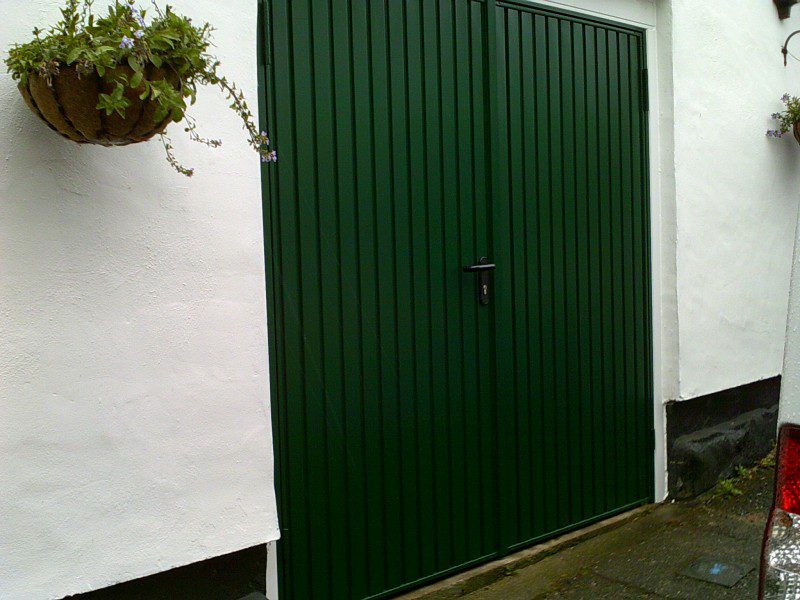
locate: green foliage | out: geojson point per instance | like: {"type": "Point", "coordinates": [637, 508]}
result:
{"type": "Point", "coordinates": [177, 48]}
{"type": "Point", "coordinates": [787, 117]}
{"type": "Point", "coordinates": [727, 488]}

....................

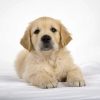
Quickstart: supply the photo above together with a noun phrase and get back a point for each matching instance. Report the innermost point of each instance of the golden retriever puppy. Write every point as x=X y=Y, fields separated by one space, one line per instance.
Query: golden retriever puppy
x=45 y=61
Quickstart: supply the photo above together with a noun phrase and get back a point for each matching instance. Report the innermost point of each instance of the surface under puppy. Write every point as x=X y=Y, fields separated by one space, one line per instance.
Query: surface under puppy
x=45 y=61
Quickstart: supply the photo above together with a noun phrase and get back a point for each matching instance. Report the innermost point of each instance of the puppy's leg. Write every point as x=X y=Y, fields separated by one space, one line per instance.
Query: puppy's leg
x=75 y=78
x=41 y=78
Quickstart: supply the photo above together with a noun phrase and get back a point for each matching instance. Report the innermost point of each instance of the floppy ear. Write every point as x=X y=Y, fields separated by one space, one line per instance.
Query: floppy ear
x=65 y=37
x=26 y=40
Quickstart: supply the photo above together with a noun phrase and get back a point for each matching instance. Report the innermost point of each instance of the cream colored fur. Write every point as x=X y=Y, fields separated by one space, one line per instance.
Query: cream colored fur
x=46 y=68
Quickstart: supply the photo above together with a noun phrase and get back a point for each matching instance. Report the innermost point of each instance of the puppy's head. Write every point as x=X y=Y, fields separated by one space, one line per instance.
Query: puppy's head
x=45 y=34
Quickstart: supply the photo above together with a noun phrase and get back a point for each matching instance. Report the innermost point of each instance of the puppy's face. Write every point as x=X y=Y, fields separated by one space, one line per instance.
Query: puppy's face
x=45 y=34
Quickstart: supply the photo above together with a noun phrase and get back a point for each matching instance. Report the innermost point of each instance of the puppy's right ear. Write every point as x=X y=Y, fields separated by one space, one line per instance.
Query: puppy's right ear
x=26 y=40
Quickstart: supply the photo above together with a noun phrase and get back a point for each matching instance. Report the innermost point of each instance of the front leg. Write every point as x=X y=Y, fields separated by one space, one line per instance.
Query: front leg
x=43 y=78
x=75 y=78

....................

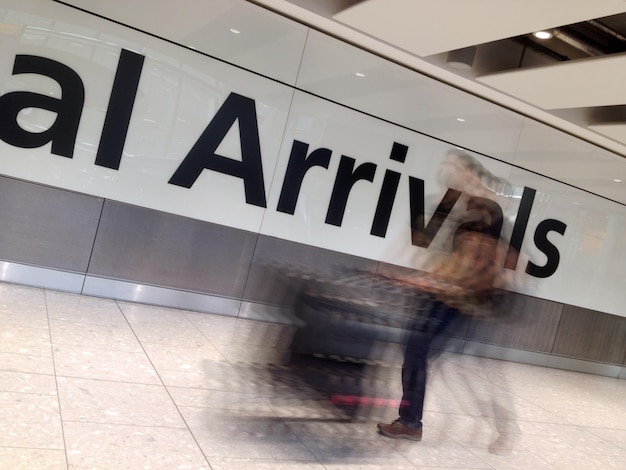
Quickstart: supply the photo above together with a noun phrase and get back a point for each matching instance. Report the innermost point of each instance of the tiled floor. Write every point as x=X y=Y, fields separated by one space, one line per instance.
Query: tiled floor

....................

If a line above contains the word "tiled", list it.

Quickstart: supply the photo above together with a noun phrase and get back a point for each matching instance. Report the innermost point of each instance of the tiled floor. Write every point as x=X y=Y, fields separated by one space, one line per instance.
Query: tiled floor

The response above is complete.